§ **Description of the task**
The lines to be copied run from the one containing "Mark every instance of the wooden table" to the end of the material below; reproduce them exactly, including both ends, and nothing more.

§ **Data to process**
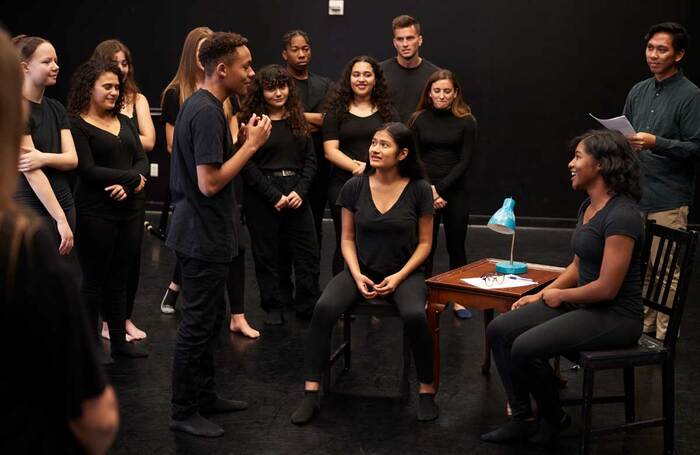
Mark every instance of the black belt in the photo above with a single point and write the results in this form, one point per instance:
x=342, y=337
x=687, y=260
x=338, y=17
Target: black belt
x=282, y=173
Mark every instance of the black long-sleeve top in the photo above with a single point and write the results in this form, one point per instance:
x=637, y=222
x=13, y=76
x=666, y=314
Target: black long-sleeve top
x=106, y=159
x=446, y=144
x=282, y=151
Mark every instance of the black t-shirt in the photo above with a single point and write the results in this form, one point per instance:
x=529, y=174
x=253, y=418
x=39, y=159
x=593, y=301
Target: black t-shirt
x=103, y=160
x=201, y=227
x=49, y=355
x=620, y=216
x=354, y=135
x=406, y=84
x=283, y=150
x=46, y=121
x=446, y=144
x=385, y=242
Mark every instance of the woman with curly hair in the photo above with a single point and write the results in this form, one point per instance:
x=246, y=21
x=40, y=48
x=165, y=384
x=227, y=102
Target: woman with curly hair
x=111, y=169
x=596, y=303
x=445, y=130
x=137, y=109
x=277, y=180
x=356, y=108
x=48, y=152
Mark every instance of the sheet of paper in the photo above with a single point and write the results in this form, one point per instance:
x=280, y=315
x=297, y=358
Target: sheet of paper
x=620, y=124
x=507, y=283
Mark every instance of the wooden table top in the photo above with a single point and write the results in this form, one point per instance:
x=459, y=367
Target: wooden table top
x=542, y=274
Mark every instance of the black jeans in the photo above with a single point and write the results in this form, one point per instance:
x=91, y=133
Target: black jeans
x=203, y=307
x=334, y=187
x=235, y=282
x=341, y=293
x=106, y=249
x=524, y=340
x=132, y=282
x=455, y=220
x=273, y=233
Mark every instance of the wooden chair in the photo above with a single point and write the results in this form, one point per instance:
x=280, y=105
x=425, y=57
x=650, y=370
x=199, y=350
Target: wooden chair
x=379, y=308
x=676, y=250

§ **Correct output**
Mark every instance of the wooden table top in the photo above with a single point and write the results in this form, one point per instance:
x=459, y=367
Target: wooden table top
x=542, y=274
Mark every instance of the black jeans in the photo above with a single point and write the results in this form, one point per instance:
x=91, y=133
Target: black jeans
x=203, y=307
x=334, y=187
x=235, y=282
x=341, y=293
x=106, y=249
x=524, y=340
x=132, y=282
x=455, y=220
x=273, y=233
Mark every instance of the wooden chair in the photo above with a single point and write the results in this form, one point per instance:
x=280, y=105
x=425, y=57
x=650, y=370
x=199, y=350
Target: wooden chair
x=379, y=308
x=676, y=250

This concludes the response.